Supplied text:
# webbing for harness



## TCOLVIN (Sep 22, 2014)

Where can one find webbing to make a harness out of? I also need buckles and clasps. I am going to train a wether (saanen) to pull a cart when big enough. to start with we will just pull light fence post around or a small pull wagon. then graduate to the 2 wheel bicycle style cart. just need to start working on harnesses. I may have to build several at time moves on. thanks, if any info.


----------



## Damfino (Dec 29, 2013)

Try www.strapworks.com to buy all sizes/colors of nylon strapping and most kinds of buckles that you would need for a goat harness. They don't have things like terrets, but you may be able to find some of those specialty items at an online harness shop. If you have not driven before, make sure you do some research into how a harness works so that you make all the pieces you need and know how they work and how they should be adjusted. I've seen too many people tie the traces into the saddle instead of the breastcollar, or they forget about traces altogether and have the goat pulling the cart by the shafts (not at all comfortable for the goat!). The traces are for pulling, the cart's shafts are for stopping and turning. Just as important as the harness is the whiffletree (very easy to make with a 16" rod and some screw eyes.

Supplied records:
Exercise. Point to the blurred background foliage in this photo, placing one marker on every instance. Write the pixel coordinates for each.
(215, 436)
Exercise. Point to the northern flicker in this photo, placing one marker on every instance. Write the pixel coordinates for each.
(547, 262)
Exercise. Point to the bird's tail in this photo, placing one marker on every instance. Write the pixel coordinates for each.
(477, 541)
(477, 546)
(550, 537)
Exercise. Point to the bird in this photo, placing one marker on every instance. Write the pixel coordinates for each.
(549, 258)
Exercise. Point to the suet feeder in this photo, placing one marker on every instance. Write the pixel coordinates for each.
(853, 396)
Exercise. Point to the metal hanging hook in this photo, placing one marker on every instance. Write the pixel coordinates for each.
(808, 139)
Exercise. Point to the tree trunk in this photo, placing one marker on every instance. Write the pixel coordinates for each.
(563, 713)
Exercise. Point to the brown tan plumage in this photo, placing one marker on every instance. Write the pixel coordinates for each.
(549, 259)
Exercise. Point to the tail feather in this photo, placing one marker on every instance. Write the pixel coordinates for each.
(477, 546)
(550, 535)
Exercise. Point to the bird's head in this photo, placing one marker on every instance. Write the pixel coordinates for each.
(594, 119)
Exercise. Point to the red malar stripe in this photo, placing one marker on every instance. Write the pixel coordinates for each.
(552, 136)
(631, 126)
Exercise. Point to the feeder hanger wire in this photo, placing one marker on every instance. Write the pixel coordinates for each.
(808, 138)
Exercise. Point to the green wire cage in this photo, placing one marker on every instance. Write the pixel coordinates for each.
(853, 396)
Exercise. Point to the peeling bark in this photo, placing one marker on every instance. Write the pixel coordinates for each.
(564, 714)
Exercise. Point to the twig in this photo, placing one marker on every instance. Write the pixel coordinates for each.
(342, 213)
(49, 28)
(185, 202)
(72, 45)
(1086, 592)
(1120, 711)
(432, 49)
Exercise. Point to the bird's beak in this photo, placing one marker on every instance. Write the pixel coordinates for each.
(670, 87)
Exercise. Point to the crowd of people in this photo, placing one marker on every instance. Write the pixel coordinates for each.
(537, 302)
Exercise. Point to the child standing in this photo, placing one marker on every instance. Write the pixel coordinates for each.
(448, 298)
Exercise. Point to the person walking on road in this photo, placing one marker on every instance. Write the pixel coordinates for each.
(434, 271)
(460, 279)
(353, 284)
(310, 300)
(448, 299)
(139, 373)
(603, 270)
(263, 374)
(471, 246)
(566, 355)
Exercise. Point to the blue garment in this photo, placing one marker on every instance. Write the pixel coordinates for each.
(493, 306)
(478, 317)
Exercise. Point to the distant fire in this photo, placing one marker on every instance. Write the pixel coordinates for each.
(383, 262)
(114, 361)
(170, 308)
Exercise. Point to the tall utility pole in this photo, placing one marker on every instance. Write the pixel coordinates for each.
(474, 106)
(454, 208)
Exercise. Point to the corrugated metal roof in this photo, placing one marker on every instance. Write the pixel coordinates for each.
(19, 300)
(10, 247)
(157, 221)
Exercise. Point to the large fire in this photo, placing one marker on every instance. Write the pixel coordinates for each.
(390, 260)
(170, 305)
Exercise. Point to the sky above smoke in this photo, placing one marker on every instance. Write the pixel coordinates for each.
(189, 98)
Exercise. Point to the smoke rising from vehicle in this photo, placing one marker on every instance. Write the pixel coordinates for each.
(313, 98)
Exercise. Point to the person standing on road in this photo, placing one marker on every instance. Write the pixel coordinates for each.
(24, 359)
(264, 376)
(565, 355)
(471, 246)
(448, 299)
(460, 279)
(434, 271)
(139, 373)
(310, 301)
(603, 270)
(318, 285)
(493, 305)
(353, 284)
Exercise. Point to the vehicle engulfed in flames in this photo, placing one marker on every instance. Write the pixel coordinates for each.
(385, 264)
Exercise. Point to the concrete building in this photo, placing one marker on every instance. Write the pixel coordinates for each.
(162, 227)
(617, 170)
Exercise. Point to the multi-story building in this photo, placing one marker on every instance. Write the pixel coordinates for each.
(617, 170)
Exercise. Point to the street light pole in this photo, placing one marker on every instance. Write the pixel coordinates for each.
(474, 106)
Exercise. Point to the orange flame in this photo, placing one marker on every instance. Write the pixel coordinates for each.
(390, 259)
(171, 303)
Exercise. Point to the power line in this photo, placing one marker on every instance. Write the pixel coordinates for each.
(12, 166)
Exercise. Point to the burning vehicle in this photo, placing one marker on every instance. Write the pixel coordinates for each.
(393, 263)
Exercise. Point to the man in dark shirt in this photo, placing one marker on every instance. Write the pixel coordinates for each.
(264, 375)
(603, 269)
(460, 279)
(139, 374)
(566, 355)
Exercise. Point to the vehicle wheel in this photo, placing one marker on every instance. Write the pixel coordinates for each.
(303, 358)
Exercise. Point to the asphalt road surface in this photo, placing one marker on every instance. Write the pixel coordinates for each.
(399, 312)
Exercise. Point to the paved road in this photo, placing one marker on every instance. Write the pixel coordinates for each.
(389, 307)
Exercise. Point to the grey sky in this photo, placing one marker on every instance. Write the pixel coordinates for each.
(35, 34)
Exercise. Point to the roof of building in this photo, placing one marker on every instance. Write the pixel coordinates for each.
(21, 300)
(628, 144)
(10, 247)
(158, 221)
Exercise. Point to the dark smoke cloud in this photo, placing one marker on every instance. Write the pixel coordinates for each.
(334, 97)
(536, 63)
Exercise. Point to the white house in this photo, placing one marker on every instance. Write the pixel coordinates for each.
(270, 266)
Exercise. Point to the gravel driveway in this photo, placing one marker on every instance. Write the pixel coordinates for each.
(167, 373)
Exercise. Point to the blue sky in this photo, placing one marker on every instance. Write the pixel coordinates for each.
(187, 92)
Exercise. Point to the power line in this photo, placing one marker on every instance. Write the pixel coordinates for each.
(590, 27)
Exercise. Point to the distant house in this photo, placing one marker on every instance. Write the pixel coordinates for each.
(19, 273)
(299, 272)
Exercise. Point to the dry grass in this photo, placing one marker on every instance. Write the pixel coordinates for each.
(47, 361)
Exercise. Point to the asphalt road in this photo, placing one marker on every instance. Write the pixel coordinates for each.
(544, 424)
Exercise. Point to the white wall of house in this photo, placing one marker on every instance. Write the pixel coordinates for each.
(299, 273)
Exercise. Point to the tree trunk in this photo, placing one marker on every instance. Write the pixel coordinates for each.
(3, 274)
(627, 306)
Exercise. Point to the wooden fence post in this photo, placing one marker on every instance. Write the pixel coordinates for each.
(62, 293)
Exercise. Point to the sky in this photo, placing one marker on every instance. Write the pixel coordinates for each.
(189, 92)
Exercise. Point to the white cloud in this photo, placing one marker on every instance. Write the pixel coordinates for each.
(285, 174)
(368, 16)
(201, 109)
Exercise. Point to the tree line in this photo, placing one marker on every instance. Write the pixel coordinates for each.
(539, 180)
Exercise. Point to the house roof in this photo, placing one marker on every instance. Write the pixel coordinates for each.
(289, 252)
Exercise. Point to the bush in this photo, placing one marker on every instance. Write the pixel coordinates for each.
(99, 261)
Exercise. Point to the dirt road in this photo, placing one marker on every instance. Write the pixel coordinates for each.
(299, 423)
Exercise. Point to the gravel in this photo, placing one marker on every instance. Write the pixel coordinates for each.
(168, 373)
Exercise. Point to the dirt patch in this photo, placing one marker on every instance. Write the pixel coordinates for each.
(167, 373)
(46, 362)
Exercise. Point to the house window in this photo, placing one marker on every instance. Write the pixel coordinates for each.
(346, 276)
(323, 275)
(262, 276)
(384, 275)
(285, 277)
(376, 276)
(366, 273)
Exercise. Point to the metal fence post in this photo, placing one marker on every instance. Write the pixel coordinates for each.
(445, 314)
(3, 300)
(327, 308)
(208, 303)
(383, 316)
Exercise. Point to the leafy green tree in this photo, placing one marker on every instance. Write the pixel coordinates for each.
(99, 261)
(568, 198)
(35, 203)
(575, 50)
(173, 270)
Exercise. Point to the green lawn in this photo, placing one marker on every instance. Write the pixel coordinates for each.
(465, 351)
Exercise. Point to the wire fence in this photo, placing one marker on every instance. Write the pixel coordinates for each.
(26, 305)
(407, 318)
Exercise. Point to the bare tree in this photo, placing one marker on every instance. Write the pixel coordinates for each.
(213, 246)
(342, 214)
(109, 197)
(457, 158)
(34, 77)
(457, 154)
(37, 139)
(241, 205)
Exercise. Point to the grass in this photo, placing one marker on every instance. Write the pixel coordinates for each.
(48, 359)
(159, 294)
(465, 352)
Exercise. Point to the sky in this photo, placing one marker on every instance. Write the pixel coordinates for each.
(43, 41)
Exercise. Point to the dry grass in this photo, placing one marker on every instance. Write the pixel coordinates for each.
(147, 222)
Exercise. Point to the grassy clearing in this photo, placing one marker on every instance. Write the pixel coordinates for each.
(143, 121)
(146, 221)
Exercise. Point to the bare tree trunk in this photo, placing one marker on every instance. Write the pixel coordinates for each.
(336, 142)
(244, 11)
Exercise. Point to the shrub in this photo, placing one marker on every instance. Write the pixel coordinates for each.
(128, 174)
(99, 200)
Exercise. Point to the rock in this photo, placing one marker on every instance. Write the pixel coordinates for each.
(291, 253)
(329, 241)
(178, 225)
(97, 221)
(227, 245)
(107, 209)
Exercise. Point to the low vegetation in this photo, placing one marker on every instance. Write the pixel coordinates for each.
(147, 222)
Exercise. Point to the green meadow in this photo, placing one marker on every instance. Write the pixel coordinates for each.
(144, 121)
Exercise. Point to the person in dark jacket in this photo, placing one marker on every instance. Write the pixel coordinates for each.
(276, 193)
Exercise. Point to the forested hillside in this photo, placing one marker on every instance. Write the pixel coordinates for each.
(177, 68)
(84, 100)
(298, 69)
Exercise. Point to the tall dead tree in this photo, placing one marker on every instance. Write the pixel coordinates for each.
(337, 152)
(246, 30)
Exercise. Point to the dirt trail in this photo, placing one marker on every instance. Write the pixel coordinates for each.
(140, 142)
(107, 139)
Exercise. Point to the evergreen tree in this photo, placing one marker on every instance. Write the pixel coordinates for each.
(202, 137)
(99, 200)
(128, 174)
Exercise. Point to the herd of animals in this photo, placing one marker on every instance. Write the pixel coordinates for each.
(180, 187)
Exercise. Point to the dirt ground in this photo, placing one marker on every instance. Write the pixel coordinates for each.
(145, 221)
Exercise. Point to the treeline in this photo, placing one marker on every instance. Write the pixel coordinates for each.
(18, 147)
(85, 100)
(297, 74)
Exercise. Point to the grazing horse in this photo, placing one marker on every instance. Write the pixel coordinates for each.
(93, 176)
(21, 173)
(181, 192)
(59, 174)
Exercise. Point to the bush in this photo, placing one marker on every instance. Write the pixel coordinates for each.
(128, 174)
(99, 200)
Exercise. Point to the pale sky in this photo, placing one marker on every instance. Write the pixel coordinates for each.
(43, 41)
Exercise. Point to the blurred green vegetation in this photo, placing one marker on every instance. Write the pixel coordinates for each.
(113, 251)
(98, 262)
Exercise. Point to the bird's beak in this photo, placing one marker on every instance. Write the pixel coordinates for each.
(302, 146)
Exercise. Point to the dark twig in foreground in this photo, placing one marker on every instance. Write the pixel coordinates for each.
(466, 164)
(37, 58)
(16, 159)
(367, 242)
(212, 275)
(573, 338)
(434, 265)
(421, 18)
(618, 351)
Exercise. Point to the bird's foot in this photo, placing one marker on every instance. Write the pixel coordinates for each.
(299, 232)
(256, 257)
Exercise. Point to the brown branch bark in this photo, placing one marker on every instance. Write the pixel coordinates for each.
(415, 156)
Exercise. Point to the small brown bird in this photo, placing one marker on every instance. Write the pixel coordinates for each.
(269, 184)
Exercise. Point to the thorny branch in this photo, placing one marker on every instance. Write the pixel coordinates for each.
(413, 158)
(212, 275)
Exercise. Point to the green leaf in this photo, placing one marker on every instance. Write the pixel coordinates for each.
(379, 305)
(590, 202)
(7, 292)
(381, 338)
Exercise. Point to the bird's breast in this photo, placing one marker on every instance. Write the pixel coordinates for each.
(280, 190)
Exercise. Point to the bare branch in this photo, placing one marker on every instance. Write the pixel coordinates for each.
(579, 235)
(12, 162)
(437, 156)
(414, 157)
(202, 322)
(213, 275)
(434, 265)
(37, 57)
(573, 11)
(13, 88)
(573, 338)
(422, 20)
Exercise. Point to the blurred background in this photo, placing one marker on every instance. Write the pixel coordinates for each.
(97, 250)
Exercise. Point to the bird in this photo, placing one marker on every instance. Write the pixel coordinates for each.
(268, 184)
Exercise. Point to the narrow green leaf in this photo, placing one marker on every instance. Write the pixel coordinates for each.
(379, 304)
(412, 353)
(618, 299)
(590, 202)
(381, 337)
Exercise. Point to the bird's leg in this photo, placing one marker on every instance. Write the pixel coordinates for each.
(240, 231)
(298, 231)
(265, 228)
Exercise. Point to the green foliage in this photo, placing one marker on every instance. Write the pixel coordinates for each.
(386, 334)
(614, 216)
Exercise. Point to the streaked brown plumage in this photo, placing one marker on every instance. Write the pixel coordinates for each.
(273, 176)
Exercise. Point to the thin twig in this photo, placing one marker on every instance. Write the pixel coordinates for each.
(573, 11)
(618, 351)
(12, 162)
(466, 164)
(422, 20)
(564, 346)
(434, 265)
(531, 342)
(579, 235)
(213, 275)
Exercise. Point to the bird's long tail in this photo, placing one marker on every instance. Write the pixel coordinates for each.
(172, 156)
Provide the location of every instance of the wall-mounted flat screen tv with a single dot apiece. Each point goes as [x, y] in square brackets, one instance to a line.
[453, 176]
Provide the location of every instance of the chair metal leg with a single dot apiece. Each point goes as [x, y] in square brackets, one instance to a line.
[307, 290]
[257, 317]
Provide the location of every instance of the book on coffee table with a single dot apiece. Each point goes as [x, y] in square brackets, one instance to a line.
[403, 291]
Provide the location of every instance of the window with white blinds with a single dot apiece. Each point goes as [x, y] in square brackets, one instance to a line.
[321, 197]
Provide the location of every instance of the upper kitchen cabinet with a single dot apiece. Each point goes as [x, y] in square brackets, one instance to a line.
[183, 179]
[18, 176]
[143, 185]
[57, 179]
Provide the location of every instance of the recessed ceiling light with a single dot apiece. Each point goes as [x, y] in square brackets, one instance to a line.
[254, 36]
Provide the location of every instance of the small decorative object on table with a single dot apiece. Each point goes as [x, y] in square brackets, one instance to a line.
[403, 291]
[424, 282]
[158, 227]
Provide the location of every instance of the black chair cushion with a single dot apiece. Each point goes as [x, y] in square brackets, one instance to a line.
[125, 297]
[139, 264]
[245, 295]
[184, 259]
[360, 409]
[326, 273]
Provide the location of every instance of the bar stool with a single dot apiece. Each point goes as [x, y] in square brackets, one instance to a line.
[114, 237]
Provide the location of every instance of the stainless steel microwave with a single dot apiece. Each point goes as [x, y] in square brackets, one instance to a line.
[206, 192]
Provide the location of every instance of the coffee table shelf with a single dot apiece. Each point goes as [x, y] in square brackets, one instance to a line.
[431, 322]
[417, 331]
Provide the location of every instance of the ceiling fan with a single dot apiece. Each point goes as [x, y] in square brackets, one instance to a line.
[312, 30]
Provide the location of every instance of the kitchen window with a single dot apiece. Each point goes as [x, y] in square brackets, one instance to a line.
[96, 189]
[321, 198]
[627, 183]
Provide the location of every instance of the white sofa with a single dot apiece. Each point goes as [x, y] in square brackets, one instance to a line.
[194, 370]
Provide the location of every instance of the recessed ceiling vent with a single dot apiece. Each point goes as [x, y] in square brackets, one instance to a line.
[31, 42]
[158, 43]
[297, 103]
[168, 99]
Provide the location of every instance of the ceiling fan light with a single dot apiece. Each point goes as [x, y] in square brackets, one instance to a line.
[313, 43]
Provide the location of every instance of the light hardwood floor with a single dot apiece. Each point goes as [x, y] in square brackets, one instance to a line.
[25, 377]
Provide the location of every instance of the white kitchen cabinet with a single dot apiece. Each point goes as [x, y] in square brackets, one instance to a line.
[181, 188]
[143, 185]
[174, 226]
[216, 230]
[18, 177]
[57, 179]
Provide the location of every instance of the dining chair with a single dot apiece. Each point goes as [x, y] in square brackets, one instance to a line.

The request:
Answer these questions using the thread on webbing for a harness.
(a) What kind of animal does TCOLVIN plan to train to pull a cart?
(b) Which website does Damfino suggest for nylon strapping and buckles?
(c) According to Damfino, what are the cart's shafts for?
The material placed after the text plays no part in this exercise.

Output of the task:
(a) A wether (saanen).
(b) www.strapworks.com
(c) Stopping and turning.